## BEGIN MATERIAL PROVIDED

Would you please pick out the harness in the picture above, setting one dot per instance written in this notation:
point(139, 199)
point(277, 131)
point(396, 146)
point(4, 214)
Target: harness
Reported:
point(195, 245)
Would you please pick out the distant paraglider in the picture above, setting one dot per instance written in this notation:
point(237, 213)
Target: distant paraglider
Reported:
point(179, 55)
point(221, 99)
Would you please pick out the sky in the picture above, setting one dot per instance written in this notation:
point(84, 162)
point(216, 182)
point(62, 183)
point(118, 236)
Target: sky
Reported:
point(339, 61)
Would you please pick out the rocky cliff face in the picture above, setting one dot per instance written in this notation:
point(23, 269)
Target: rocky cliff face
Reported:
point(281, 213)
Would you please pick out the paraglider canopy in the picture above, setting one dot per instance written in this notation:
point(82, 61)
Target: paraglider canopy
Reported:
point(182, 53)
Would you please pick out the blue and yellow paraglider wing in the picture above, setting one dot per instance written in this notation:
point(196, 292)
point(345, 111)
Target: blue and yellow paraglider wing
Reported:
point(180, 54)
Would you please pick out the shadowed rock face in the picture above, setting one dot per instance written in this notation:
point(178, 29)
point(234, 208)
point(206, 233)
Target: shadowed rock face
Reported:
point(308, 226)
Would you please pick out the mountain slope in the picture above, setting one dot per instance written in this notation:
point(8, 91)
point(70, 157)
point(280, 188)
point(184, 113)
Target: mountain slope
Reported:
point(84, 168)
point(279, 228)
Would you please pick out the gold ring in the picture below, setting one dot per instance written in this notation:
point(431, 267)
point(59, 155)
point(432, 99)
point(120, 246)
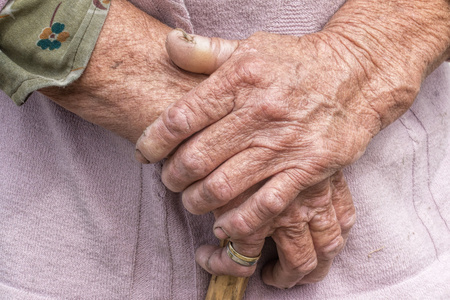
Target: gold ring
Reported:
point(239, 258)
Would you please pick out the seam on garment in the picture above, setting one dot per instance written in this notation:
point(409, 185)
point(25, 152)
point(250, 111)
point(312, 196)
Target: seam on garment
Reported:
point(428, 169)
point(191, 238)
point(167, 233)
point(413, 191)
point(138, 235)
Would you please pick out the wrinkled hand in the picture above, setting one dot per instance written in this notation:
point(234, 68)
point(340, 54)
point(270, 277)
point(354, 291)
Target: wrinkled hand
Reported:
point(308, 235)
point(292, 120)
point(129, 80)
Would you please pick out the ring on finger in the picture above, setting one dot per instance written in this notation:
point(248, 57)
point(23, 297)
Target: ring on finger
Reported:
point(240, 259)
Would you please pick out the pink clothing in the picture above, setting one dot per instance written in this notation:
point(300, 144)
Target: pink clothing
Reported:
point(80, 219)
point(2, 3)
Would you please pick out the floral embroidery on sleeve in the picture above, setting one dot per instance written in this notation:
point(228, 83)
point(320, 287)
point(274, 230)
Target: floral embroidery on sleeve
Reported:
point(52, 37)
point(101, 4)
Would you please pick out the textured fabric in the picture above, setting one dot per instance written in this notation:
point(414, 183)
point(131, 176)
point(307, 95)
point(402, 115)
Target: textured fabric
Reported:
point(3, 3)
point(79, 219)
point(46, 43)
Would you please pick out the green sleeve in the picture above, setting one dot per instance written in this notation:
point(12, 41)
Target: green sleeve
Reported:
point(46, 43)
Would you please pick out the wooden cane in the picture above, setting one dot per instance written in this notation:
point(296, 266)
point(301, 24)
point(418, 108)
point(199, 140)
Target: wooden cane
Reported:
point(225, 287)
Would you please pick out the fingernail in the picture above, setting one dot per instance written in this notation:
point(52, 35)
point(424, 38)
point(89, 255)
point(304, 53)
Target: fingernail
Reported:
point(140, 158)
point(220, 233)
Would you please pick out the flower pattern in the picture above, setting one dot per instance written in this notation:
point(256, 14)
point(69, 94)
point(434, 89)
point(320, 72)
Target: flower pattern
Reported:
point(52, 37)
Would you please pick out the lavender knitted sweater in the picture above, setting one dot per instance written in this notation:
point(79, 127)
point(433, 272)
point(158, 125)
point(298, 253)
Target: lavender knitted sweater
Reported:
point(79, 222)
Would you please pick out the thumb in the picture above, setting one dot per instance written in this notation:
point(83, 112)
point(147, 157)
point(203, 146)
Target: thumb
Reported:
point(197, 53)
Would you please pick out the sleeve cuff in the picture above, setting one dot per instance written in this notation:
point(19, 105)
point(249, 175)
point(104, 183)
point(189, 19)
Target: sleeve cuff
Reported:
point(46, 43)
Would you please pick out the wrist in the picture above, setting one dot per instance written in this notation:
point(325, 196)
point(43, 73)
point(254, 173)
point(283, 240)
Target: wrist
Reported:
point(397, 43)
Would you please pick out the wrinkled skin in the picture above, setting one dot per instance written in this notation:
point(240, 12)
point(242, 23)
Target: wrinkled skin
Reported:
point(268, 129)
point(308, 234)
point(126, 89)
point(129, 80)
point(290, 112)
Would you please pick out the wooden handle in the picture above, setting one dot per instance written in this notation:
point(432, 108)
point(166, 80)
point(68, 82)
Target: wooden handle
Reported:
point(225, 287)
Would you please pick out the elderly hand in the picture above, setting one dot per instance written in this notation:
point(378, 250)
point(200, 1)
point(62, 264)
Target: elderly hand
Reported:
point(291, 111)
point(308, 235)
point(129, 80)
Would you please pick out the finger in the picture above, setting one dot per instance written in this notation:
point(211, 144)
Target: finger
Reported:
point(229, 180)
point(329, 229)
point(196, 53)
point(268, 202)
point(216, 261)
point(202, 106)
point(296, 257)
point(205, 151)
point(328, 242)
point(343, 203)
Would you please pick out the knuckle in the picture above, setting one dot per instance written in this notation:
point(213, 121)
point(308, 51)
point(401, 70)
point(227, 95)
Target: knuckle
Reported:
point(329, 251)
point(249, 69)
point(193, 205)
point(271, 203)
point(242, 226)
point(192, 164)
point(219, 188)
point(176, 121)
point(306, 266)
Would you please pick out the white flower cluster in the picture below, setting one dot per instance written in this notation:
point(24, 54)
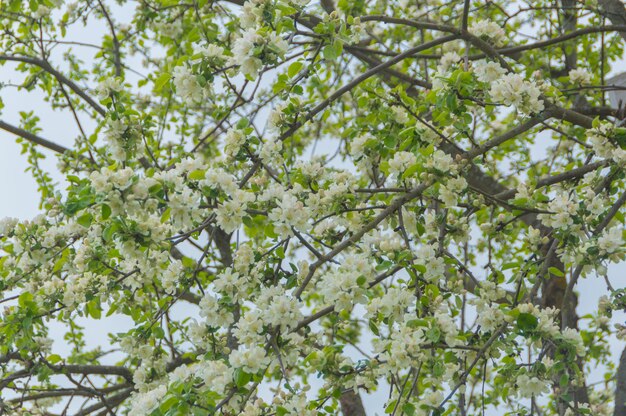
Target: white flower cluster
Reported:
point(603, 147)
point(487, 71)
point(451, 190)
point(346, 285)
point(579, 76)
point(513, 89)
point(400, 162)
point(488, 31)
point(562, 209)
point(107, 86)
point(529, 385)
point(252, 46)
point(187, 85)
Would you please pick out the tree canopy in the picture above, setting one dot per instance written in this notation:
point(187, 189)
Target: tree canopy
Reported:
point(292, 207)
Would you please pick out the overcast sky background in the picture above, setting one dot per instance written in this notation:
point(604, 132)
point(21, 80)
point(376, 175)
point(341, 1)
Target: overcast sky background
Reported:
point(19, 196)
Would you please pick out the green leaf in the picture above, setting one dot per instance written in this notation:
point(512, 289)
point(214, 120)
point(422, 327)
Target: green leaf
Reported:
point(241, 377)
point(161, 81)
point(85, 220)
point(294, 69)
point(106, 211)
point(527, 322)
point(556, 272)
point(93, 309)
point(196, 175)
point(54, 358)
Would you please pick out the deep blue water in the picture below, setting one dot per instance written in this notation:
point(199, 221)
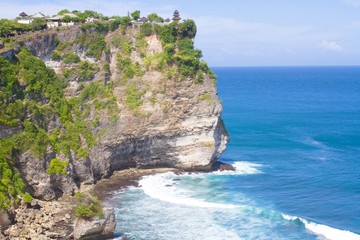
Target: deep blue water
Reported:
point(295, 140)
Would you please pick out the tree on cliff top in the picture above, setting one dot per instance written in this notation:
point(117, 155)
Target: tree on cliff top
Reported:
point(38, 24)
point(135, 15)
point(63, 11)
point(155, 17)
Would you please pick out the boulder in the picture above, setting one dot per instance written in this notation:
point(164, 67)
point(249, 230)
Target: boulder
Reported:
point(96, 228)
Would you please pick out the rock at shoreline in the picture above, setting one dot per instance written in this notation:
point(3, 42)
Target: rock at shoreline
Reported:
point(96, 228)
point(220, 166)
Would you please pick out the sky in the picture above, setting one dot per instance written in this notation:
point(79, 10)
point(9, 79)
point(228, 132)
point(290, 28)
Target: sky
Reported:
point(242, 32)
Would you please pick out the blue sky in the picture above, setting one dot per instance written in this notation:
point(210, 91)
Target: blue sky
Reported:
point(243, 32)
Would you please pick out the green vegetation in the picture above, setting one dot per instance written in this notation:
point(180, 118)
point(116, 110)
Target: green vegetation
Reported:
point(133, 96)
point(95, 43)
point(89, 207)
point(40, 98)
point(70, 57)
point(55, 55)
point(82, 153)
point(27, 198)
point(146, 29)
point(155, 18)
point(123, 44)
point(57, 166)
point(38, 24)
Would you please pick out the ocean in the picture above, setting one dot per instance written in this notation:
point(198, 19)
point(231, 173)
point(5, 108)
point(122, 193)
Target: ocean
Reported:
point(295, 141)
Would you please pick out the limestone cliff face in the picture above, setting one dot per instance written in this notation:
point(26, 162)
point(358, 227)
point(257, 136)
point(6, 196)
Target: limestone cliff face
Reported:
point(177, 125)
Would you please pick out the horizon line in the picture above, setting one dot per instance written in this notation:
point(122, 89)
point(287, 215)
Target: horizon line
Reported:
point(239, 66)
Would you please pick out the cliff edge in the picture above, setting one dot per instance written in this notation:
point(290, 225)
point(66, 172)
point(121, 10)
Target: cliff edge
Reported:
point(133, 95)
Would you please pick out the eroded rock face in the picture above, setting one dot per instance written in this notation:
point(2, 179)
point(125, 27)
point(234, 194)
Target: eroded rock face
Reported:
point(97, 228)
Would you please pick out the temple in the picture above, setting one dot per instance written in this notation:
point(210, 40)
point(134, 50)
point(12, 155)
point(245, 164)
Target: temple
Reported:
point(176, 17)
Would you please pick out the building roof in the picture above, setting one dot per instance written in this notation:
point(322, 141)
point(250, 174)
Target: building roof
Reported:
point(38, 15)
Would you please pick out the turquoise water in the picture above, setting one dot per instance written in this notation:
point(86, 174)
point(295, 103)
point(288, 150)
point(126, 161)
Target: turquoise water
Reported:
point(295, 140)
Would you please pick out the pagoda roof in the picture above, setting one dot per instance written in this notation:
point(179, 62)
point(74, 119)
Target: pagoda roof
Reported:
point(143, 19)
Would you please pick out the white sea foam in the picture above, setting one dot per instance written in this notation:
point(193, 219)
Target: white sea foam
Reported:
point(325, 231)
point(242, 168)
point(157, 186)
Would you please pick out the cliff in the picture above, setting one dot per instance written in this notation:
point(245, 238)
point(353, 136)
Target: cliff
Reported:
point(132, 99)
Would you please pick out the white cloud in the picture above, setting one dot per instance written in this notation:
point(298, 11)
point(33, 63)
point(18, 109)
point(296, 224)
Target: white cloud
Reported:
point(332, 46)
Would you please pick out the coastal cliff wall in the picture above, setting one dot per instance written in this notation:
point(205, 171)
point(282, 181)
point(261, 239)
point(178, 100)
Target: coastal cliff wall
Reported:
point(140, 109)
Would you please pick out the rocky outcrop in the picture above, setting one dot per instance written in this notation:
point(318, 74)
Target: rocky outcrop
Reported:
point(97, 228)
point(40, 221)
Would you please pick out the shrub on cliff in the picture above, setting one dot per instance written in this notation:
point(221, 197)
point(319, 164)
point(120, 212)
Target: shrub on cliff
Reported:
point(146, 29)
point(89, 207)
point(70, 57)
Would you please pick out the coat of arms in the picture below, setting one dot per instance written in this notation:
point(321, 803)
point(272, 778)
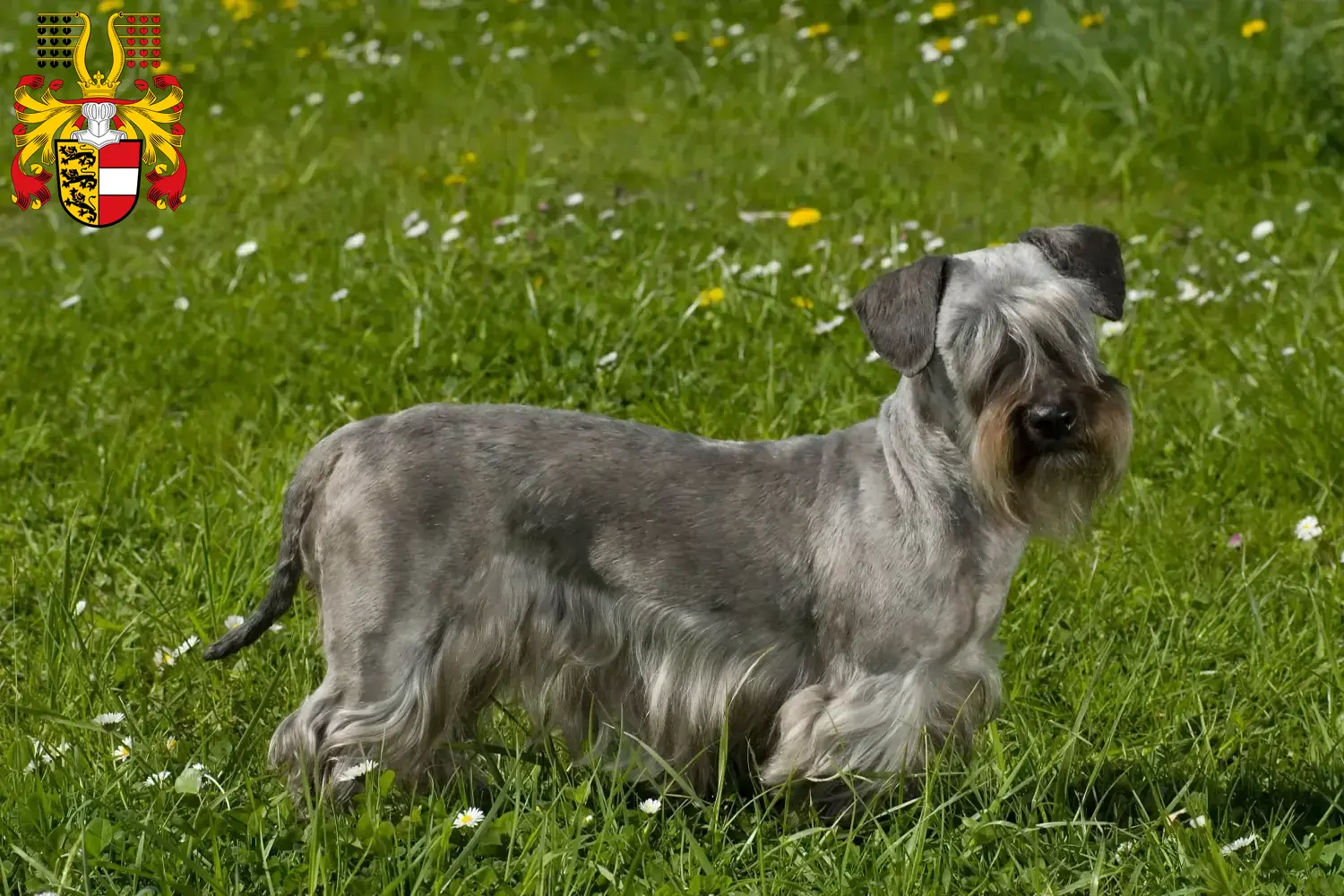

## END MATERIAL PROVIDED

Could you reproduce the data from its first line through the line containing "point(180, 54)", both ends included, with the requests kept in, and shift both coordinates of every reported point up by 137? Leave the coordinates in the requests and their notation samples unchanged, and give only those lines.

Would you please pick out the harness in the picture above, setting one dot per instance written in this notation:
point(139, 199)
point(277, 131)
point(396, 146)
point(4, 214)
Target: harness
Reported:
point(332, 382)
Would you please pick out the distant paraglider in the picture above, setting one dot per instance written in this notation:
point(237, 213)
Target: distant paraglider
Reported:
point(316, 192)
point(358, 236)
Would you please pick out the sky in the picture above, setting one dot per instance written in this notation:
point(84, 162)
point(216, 182)
point(62, 183)
point(118, 236)
Target: sky
Reported:
point(476, 198)
Would you please pick out the rocky cliff face in the picture above, setting one dot per instance written in this notation:
point(23, 269)
Target: rocky cliff face
Reported:
point(418, 350)
Would you please pick out the paraglider canopy in the picture above, setting one dot per instance written in this notation:
point(82, 61)
Target: paraglider canopy
Reported:
point(319, 190)
Would you please pick out the blue and yellow paraglider wing in the picture above, setting one dot per instance written in this notation:
point(196, 292)
point(345, 111)
Target: blue and yellow paraglider wing
Reported:
point(317, 191)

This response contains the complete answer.